• [Provided data]:
*** Begin section ***

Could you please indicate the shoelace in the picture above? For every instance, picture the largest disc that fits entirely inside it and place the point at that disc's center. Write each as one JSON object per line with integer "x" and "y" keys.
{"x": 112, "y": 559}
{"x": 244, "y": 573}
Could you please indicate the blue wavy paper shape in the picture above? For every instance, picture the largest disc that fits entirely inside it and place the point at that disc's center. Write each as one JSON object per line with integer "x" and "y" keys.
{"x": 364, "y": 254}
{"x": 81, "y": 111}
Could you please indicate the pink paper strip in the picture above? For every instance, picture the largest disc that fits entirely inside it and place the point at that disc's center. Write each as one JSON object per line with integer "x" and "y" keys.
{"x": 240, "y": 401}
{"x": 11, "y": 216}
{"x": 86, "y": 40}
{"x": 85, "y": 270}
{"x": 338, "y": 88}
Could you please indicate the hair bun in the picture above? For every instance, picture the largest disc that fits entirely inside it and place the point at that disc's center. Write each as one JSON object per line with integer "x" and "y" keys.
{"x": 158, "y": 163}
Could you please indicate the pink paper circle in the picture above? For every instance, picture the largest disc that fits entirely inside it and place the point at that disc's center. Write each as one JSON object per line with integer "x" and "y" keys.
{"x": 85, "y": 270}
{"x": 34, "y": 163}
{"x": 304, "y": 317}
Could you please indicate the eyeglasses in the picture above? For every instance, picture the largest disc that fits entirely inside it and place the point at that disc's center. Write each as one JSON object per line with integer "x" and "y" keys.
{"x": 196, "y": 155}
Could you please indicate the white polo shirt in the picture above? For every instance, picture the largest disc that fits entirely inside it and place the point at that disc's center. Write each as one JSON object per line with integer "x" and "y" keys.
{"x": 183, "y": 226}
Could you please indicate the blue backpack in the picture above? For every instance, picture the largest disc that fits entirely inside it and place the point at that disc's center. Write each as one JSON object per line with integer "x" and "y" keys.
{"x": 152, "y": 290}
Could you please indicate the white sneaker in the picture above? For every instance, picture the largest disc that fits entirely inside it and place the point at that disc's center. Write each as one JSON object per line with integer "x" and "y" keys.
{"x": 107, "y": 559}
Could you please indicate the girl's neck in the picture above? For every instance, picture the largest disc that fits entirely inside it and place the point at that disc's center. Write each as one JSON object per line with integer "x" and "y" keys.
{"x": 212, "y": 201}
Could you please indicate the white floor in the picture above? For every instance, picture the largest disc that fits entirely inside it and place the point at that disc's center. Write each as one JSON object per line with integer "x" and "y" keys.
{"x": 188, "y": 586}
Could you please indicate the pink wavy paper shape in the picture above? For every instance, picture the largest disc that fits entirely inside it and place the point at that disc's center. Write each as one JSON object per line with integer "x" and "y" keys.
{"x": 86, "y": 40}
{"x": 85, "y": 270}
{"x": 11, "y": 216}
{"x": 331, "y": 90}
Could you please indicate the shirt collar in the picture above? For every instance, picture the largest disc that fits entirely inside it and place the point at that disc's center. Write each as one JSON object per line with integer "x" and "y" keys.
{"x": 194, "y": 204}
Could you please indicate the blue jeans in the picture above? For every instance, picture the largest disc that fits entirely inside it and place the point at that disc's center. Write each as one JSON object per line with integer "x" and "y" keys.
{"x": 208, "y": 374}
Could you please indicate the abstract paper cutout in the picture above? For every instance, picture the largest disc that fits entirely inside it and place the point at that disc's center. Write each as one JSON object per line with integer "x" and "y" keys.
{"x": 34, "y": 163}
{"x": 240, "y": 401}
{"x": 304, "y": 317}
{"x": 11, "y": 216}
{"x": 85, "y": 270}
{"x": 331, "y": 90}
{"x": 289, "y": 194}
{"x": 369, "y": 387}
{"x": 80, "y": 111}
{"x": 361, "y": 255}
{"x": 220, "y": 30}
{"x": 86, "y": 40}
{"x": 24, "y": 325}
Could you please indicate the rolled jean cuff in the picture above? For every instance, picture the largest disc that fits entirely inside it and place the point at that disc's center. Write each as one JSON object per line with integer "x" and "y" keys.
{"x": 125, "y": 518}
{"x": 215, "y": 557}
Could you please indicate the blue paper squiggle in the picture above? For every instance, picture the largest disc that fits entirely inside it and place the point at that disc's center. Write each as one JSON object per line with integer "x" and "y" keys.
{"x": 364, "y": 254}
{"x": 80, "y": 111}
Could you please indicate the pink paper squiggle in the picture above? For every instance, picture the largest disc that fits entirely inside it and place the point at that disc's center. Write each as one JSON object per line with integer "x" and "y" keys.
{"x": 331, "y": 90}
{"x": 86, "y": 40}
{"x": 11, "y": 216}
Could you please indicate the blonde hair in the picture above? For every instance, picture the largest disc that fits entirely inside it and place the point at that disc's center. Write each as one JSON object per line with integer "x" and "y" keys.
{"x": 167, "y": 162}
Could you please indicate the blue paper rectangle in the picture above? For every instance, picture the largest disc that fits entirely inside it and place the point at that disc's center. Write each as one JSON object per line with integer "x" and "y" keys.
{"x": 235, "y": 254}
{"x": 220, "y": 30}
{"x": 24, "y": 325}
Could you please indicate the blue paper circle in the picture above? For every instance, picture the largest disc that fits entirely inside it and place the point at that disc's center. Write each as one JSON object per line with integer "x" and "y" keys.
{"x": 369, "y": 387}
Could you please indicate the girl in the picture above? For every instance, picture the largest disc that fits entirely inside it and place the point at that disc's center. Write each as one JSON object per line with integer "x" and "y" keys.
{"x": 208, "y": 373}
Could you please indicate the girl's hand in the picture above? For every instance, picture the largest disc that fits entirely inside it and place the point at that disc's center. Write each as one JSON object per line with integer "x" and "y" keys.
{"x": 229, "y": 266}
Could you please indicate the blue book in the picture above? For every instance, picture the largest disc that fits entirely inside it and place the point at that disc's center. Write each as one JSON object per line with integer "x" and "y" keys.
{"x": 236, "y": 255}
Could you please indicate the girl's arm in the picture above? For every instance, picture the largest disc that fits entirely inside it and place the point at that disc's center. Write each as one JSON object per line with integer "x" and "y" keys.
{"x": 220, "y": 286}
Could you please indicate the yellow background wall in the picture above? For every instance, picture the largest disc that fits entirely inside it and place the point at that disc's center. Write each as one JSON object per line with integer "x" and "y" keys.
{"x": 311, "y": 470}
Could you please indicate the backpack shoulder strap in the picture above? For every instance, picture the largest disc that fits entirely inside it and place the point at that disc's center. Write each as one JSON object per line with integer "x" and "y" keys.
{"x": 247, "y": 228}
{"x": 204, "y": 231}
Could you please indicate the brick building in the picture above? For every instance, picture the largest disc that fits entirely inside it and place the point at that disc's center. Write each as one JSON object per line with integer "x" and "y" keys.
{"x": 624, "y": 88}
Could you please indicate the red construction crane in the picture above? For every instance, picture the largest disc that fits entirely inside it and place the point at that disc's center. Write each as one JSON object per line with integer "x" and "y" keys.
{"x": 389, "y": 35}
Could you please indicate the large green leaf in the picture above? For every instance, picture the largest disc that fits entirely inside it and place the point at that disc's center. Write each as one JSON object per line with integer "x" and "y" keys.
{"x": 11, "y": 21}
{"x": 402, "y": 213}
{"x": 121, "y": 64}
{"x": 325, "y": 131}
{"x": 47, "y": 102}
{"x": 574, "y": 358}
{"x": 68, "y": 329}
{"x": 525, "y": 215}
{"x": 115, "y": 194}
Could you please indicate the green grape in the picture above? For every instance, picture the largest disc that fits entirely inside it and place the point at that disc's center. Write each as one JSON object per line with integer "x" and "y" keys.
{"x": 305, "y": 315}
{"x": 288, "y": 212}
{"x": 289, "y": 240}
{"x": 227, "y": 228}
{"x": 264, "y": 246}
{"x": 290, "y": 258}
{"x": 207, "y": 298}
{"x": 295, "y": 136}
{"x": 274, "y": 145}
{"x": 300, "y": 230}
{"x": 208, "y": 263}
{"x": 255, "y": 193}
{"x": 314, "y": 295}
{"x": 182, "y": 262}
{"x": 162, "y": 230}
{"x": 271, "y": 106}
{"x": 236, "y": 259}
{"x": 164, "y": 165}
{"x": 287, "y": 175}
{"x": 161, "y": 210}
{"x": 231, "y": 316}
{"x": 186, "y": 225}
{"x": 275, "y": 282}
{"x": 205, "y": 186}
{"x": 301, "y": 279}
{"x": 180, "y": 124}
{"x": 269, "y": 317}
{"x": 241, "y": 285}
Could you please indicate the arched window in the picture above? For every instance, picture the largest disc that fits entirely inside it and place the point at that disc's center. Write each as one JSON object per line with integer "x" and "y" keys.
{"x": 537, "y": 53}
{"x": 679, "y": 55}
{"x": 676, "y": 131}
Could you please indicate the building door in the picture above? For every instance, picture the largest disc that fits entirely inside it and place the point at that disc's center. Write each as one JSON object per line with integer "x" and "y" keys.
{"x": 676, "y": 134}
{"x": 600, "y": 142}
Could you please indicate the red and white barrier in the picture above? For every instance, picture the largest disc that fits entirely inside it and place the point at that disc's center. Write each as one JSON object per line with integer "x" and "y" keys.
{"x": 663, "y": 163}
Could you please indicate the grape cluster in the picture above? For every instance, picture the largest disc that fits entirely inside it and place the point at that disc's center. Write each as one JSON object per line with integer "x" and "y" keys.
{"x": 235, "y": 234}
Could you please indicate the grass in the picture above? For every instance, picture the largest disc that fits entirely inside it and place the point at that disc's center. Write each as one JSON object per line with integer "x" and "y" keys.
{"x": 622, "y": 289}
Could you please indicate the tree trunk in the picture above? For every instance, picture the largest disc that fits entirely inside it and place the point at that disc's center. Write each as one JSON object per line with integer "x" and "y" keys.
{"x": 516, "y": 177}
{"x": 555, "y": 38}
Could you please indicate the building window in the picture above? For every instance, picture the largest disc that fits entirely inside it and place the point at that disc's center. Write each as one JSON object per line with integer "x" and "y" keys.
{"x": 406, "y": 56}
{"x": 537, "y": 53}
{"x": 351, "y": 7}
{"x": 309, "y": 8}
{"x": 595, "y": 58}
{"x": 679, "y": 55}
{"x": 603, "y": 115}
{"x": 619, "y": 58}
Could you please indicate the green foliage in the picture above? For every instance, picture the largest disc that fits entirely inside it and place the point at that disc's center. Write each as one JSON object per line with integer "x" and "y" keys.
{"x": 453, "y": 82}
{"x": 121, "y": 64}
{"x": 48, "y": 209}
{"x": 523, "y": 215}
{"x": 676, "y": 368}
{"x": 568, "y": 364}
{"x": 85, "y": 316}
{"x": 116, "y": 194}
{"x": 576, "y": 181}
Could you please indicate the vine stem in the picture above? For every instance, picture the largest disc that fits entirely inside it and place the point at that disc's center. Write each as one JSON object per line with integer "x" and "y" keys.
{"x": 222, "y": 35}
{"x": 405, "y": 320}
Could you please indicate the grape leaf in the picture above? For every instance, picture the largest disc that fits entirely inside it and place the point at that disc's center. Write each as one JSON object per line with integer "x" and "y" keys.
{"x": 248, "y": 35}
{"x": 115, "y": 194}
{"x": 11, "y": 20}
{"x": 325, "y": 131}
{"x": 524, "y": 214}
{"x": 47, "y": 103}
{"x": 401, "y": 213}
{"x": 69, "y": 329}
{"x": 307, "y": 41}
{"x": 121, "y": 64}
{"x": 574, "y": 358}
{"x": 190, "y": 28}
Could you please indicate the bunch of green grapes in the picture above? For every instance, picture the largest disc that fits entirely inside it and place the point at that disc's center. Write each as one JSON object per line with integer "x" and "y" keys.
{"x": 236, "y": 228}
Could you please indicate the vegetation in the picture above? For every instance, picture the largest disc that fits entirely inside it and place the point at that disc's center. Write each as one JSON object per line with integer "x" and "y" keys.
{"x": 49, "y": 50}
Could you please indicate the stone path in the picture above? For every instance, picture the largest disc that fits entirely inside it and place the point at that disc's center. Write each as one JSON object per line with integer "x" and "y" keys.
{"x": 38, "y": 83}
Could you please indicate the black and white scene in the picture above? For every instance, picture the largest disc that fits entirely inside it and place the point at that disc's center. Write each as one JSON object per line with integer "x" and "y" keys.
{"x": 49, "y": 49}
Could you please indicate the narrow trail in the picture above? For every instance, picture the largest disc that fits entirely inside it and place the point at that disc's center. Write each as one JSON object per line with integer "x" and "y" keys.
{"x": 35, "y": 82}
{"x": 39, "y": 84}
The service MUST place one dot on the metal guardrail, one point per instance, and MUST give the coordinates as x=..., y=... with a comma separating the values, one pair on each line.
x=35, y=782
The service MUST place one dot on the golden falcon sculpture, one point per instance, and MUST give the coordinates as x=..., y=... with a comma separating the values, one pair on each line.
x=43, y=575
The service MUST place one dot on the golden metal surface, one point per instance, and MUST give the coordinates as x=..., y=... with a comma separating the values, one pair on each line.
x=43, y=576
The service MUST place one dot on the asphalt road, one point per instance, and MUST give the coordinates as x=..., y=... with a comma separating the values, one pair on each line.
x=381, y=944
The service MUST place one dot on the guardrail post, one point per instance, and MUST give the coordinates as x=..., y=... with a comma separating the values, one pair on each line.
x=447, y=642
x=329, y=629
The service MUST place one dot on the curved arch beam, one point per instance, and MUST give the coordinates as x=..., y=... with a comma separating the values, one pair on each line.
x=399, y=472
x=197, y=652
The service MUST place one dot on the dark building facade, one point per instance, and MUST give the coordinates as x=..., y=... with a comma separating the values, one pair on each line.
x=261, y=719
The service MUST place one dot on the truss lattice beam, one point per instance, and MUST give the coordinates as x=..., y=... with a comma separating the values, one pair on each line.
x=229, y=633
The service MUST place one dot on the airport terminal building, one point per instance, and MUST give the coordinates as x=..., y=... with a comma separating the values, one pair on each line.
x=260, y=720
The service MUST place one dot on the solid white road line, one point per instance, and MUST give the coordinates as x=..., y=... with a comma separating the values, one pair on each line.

*** End section ***

• [Exercise prompt]:
Return, please, every line from the one that contains "The service MUST place one dot on the curved" through the final line of the listing, exactly, and no others.

• [Task solution]:
The service MUST place one dot on the curved arch beam, one point per instance, and MUST give the coordinates as x=..., y=... with a comma separating the values, one pair on each line.
x=399, y=472
x=197, y=652
The service MUST place one dot on the dark building facade, one point per instance, and MUST give the coordinates as x=..., y=... with a comma separating the values, one pair on each line.
x=261, y=719
The service MUST place one dot on the truss lattice beam, one point per instance, and MUST give the coordinates as x=..., y=... with a comma separating the values, one pair on each line.
x=229, y=633
The service MUST place one dot on the airport terminal building, one point per instance, and MUST give the coordinates as x=..., y=... with a comma separating the values, one pair on each line.
x=260, y=720
The service MUST place one dot on the solid white road line, one point per instance, and MUST give the coordinates as x=..., y=... with a comma separating the values, one pair on each line.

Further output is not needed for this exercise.